───── MATERIALS PROVIDED ─────
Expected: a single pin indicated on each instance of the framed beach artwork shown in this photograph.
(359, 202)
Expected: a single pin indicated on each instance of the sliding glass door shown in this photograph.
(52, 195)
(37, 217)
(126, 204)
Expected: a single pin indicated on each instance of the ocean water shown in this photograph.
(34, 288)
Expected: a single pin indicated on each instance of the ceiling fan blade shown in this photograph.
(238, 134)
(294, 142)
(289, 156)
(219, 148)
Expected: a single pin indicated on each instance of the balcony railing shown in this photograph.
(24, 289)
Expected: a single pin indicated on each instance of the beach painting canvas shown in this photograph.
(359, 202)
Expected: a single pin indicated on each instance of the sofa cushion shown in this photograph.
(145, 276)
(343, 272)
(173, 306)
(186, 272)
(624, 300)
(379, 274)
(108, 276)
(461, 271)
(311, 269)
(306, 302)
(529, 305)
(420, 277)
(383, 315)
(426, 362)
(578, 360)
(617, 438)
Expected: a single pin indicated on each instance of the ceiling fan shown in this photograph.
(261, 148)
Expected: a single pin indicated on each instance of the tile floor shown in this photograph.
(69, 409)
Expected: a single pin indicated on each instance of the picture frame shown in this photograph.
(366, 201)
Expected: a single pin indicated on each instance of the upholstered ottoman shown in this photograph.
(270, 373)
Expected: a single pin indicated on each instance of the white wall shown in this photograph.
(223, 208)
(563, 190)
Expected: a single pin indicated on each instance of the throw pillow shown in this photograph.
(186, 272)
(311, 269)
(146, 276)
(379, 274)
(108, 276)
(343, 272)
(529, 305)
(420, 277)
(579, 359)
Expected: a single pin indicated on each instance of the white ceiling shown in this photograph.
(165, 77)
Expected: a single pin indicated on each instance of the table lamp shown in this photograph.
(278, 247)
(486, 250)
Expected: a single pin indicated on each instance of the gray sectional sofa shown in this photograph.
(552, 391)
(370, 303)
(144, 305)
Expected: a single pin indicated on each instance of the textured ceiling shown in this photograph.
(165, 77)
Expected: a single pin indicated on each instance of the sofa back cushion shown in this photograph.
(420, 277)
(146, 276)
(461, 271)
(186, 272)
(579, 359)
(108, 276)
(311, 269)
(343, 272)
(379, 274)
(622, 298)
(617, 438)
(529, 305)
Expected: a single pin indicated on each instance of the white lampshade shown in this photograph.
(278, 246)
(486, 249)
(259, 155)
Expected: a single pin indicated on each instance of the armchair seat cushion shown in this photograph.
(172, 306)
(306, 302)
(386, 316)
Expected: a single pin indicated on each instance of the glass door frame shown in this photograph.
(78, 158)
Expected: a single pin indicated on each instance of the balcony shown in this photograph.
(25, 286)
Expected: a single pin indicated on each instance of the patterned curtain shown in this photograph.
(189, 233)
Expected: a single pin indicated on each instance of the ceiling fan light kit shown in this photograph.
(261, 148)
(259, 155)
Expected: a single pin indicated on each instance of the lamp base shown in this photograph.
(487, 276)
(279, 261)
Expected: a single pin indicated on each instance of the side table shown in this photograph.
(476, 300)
─────
= SET TASK =
Copy every one of the items above word for word, changing nothing.

= EXPECTED ANSWER =
Expected: a single pin indicated on each instance of the framed beach artwork shown in this photograph.
(359, 202)
Expected: a single pin indicated on each instance of the sliding glass door shown in this photograph.
(52, 195)
(37, 217)
(126, 204)
Expected: a single pin indicated on each instance of the ocean water shown in this photograph.
(34, 288)
Expected: a single pin indicated on each instance of the ceiling fan blade shown in this photograph.
(238, 134)
(294, 142)
(289, 156)
(219, 148)
Expected: a single pin indicated on each instance of the balcony railing shown in this photograph.
(24, 289)
Expected: a single pin indicated on each instance of the beach painting canvas shown in this photograph.
(359, 202)
Expected: a single pin indicated on each instance of the sofa cushion shown in this photograph.
(145, 276)
(343, 272)
(173, 306)
(186, 272)
(624, 300)
(379, 274)
(108, 276)
(461, 271)
(311, 269)
(306, 302)
(529, 305)
(420, 277)
(383, 315)
(426, 362)
(578, 360)
(617, 438)
Expected: a single pin indicated on each instance of the ceiling fan shown in this photograph.
(261, 148)
Expected: a single pin indicated on each instance of the tile floor shown in this photograph.
(69, 409)
Expected: a single pin indicated on each instance of the picture frame shown in this photograph.
(366, 201)
Expected: a single pin indicated on each instance of the upholstered ottoman shown in this photograph.
(270, 373)
Expected: a single pin indicated on each instance of the white wall shown in this photograph.
(223, 208)
(563, 190)
Expected: a single pin indicated on each instance of the throw pillow shown in this photograph.
(186, 272)
(311, 269)
(146, 276)
(379, 274)
(108, 276)
(343, 272)
(529, 305)
(420, 277)
(579, 359)
Expected: a single pin indicated on each instance of the white ceiling shown in this photograph.
(165, 77)
Expected: a single pin indicated on each instance of the table lamp shown in this photograph.
(278, 247)
(486, 250)
Expected: a single pin indicated on each instance of the gray sectional sofa shown in this photograph.
(552, 391)
(370, 303)
(144, 305)
Expected: a single pin indicated on each instance of the textured ceiling shown in this photograph.
(165, 77)
Expected: a single pin indicated on each instance of the sofa back cushion shown in this photograph.
(420, 277)
(146, 276)
(461, 271)
(186, 272)
(579, 359)
(108, 276)
(311, 269)
(343, 272)
(379, 274)
(622, 298)
(617, 438)
(529, 305)
Expected: a single pin indicated on each instance of the white lampshade shown in this photograph.
(278, 246)
(486, 249)
(259, 155)
Expected: a single pin indicated on each instance of the armchair seat cushion shown in this photograph.
(172, 306)
(306, 302)
(386, 316)
Expected: a single pin indicated on each instance of the glass door frame shown in this photograph.
(78, 158)
Expected: a single pin indicated on each instance of the balcony shown in this photograph.
(25, 286)
Expected: a single pin indicated on each instance of the patterned curtain shown in this photograph.
(189, 233)
Expected: a single pin indicated on each instance of the ceiling fan light kit shown in this photograph.
(261, 148)
(259, 155)
Expected: a single pin indicated on each instance of the lamp base shown in this photograph.
(487, 276)
(279, 261)
Expected: a single pin indicated on each instance of the side table shown in this photograph.
(476, 300)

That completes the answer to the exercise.